-- Selected passage follows --

Edited excerpts from the interview:

Outlook for Q2FY25 Earnings Season

The earnings landscape has experienced a remarkable expansion in margins throughout FY24, primarily attributed to a decline in the Wholesale Price Index (WPI) from elevated levels witnessed in FY23, largely due to the Ukrainian conflict. As this adjustment occurs, market analysts anticipate a normalization of margins moving forward. A critical indicator of economic health will be top-line growth across various sectors. Current high-frequency indicators suggest a transient period of sluggishness, resulting in a slowdown in revenue growth for India Inc.

The second quarter of FY25 is expected to remain subdued, particularly in sectors driven by consumption and government capital expenditure, while private capex appears stable. The impact of elections and extreme weather conditions during the first half cannot be ignored, making the upcoming festive season integral to rejuvenating top-line growth. It is noteworthy that FY25 has seen an uptick in earnings downgrades compared to the previous year, making festive season performance a focal point for stakeholders.

Investment Strategy amidst FII Selling

In light of recent foreign institutional investor (FII) selling, domestic mutual funds and retail investors have stepped in to absorb this activity. Notably, large-cap and small- to mid-cap stocks have experienced a 5-6% decline from their peaks. Within our diversified funds, we maintain a strategy aligned with category-wide mandates, ensuring we remain largely invested while also exploring opportunities to enhance our equity allocations during market drawdowns.

China’s Economic Prospects

The recent Chinese market rally raises questions about its sustainability, particularly given the ongoing structural issues stemming from declining property prices. Following years of robust growth, China’s economic momentum appears to be waning post-pandemic. The country has historically relied on manufacturing and export channels to mitigate the slowdown in real estate; however, the underlying issue lies in sluggish domestic consumption. Policymakers must implement significant changes to prioritize domestic consumption. While recent initiatives signal intent to boost this sector, detailed measures are still awaited.

-- Selected passage concluded --
-- Input data follows --

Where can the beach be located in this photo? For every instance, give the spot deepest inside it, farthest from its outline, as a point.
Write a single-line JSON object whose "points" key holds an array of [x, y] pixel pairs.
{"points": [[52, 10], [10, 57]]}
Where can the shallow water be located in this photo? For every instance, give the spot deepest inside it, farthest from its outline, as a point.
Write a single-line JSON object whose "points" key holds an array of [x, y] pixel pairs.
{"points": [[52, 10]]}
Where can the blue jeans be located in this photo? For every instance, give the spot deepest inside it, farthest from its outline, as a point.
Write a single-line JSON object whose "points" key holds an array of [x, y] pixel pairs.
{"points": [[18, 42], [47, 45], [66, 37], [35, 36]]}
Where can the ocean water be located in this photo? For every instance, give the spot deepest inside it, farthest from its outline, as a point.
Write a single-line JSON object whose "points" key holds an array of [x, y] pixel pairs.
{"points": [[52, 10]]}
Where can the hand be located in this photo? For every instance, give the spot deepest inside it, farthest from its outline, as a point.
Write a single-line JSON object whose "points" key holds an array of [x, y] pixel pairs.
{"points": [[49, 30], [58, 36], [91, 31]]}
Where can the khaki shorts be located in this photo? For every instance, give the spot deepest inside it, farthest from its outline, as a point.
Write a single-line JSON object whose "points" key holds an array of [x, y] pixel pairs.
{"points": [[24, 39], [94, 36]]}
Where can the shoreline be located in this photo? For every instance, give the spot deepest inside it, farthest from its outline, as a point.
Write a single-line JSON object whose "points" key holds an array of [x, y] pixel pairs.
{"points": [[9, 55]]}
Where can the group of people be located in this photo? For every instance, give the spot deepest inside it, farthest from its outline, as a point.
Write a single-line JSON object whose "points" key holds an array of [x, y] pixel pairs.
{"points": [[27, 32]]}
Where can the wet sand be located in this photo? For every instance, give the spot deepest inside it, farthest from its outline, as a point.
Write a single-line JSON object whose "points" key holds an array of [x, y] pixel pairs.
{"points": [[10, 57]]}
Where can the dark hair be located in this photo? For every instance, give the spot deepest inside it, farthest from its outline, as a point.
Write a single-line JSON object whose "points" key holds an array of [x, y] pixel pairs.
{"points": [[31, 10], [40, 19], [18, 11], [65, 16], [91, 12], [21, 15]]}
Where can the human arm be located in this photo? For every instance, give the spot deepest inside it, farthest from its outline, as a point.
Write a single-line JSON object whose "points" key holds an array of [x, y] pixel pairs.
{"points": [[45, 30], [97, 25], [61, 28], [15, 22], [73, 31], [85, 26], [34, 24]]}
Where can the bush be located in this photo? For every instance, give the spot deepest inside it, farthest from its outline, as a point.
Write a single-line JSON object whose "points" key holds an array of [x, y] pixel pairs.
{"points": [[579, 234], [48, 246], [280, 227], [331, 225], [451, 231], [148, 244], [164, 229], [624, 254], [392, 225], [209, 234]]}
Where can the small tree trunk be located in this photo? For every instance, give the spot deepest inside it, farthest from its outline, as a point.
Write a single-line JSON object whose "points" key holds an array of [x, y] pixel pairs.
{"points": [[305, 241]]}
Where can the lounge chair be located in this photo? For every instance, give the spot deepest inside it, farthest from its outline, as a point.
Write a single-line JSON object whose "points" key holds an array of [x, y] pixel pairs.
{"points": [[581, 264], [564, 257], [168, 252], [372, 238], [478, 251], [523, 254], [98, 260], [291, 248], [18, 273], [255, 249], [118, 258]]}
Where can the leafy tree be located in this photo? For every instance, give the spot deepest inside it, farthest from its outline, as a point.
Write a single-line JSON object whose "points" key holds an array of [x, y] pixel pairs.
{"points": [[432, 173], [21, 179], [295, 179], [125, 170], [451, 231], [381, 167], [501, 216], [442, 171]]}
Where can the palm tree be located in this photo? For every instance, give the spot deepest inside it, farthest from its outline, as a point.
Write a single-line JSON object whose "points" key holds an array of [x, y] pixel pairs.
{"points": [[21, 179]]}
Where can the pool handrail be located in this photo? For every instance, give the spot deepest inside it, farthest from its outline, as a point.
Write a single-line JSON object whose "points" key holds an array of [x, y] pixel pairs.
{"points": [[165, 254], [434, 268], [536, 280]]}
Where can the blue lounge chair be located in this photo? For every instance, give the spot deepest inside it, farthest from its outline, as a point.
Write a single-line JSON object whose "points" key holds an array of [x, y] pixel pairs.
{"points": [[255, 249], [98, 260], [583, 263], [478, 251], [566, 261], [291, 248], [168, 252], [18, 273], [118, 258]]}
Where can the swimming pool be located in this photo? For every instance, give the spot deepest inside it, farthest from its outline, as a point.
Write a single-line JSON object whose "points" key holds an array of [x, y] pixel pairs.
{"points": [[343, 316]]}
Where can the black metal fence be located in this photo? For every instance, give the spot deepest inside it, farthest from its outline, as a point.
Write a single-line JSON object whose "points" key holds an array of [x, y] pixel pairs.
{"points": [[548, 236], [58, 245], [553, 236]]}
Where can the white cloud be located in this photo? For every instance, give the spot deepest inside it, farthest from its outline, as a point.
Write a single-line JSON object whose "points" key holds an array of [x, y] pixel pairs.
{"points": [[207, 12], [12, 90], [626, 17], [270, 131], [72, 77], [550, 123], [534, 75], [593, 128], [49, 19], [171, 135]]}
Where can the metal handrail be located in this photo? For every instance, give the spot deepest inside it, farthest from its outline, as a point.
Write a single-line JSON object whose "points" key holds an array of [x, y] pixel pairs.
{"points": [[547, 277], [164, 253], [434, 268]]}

-- Input data concluded --

(Exercise instructions):
Pick up the interview excerpt on the earnings outlook and markets, shown above the rows, and extend it past its final sentence.

(Task response):
Geopolitical Impact of Iranian Conflict

In the face of geopolitical tensions, such as a potential attack by Israel on Iran, the market reaction is expected to be fleeting, similar to the response seen during the Russian invasion of Ukraine. The primary area of concern remains within oil markets, given the crucial nature of supply lines in the Middle East. Significant disruptions to oil supply could strain India’s economy, heavily reliant on energy imports. Additionally, any prolonged conflict may affect export dynamics due to increased freight costs, impacting profit margins and causing a dip in near-term earnings.

Investment Themes Amid Changing Monetary Policies

In the backdrop of recent rate cuts by the Federal Reserve and other central banks, along with geopolitical uncertainties and upcoming U.S. elections, we are identifying key investment themes. Sectors such as cement, metals, and consumer durables are emerging as potential “dark horses,” having faced years of underperformance. Although immediate catalysts for these sectors are limited, they hold promise for significant outperformance over a three-year horizon. Areas such as IT, pharma, capital goods, and real estate are currently witnessing positive momentum, and any market corrections will present opportunities for increasing positions.

Prospects for Private Capex

Following nearly a decade of stagnation from 2011 to 2020, private capital expenditure is now gaining traction. Prior to the pandemic, capital expenditure among listed Indian companies approached 6 trillion, mirroring profit pools of the listed segment. Currently, while earnings have surged past 15 trillion, capital expenditure is nearing 10 trillion annually. This discrepancy between excess cash flows and capital expenditure creates a unique scenario. We expect a revival in corporate confidence, spurred by the relative stability of the Indian economy and a resumption in strong consumption patterns, to sustain this upward trajectory in private capex.

Fixed Income Investment Outlook

The encouraging trend in debt inflows, particularly following the inclusion of Indian government bonds in the JP Morgan index, reflects growing interest in fixed-income securities. With U.S. policy rates on a downward trend and the Reserve Bank of India signaling a neutral stance, we foresee potential rate cuts in India. While Indian fixed income offers a favorable outlook, it is essential to note that the scope for policy rate reductions here is much more limited compared to the U.S. market. With robust corporate balance sheets and an investment cycle still in its nascent stages, opportunities abound on the credit side for fixed income.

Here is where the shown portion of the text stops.